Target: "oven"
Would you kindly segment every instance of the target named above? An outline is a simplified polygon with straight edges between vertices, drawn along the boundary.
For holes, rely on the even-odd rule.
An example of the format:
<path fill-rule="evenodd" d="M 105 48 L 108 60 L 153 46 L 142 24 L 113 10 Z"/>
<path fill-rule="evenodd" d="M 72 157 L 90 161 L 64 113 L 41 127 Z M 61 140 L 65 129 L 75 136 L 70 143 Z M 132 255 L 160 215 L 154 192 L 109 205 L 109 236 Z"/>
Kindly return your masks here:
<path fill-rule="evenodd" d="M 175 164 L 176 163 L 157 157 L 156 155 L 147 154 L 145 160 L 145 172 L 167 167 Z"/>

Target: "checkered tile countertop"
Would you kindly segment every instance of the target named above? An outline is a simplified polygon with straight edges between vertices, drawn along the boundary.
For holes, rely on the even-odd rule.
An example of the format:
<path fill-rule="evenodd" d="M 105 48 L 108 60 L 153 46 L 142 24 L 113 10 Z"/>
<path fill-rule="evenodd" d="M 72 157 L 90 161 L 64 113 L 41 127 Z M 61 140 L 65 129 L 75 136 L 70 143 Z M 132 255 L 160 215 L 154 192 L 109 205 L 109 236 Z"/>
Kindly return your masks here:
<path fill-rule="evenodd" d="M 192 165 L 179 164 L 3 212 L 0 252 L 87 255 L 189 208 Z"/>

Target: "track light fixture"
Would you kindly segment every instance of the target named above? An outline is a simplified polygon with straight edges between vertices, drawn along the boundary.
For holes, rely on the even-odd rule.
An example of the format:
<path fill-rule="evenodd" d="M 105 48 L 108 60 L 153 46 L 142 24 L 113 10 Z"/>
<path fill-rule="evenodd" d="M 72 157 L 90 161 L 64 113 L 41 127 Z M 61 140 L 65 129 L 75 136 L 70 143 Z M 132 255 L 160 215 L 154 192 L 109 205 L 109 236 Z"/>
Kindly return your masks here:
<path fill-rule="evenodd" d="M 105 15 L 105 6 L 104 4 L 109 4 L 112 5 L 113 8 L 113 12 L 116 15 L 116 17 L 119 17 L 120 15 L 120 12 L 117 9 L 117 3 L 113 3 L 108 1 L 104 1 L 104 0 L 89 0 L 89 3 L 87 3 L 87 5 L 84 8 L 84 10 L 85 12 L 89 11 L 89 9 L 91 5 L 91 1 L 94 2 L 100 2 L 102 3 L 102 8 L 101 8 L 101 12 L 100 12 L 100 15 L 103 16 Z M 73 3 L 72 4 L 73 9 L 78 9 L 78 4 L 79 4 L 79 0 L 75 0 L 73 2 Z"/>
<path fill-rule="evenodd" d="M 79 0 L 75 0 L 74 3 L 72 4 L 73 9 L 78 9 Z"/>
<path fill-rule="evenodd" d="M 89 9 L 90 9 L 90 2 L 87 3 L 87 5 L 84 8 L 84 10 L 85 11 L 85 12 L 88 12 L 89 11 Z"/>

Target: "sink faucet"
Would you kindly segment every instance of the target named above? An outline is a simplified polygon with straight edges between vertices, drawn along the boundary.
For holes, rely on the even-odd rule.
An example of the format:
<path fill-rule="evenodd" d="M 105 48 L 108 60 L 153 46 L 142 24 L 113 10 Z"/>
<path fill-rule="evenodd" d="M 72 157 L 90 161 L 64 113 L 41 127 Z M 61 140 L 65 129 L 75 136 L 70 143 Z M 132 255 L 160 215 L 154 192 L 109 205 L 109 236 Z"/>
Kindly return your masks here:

========================================

**Requisitos del problema**
Da formato de tabla Markdown a las líneas que van desde el comienzo de los registros hasta la línea con "175 164 L 176", ambas incluidas, con una columna Nº para el número de fila y otra Línea para el texto. Deja fuera las líneas en blanco.

**Respuesta**
| Nº | Línea |
|---|---|
| 1 | Target: "oven" |
| 2 | Would you kindly segment every instance of the target named above? An outline is a simplified polygon with straight edges between vertices, drawn along the boundary. |
| 3 | For holes, rely on the even-odd rule. |
| 4 | An example of the format: |
| 5 | <path fill-rule="evenodd" d="M 105 48 L 108 60 L 153 46 L 142 24 L 113 10 Z"/> |
| 6 | <path fill-rule="evenodd" d="M 72 157 L 90 161 L 64 113 L 41 127 Z M 61 140 L 65 129 L 75 136 L 70 143 Z M 132 255 L 160 215 L 154 192 L 109 205 L 109 236 Z"/> |
| 7 | Kindly return your masks here: |
| 8 | <path fill-rule="evenodd" d="M 175 164 L 176 163 L 157 157 L 156 155 L 147 154 L 145 160 L 145 172 L 167 167 Z"/> |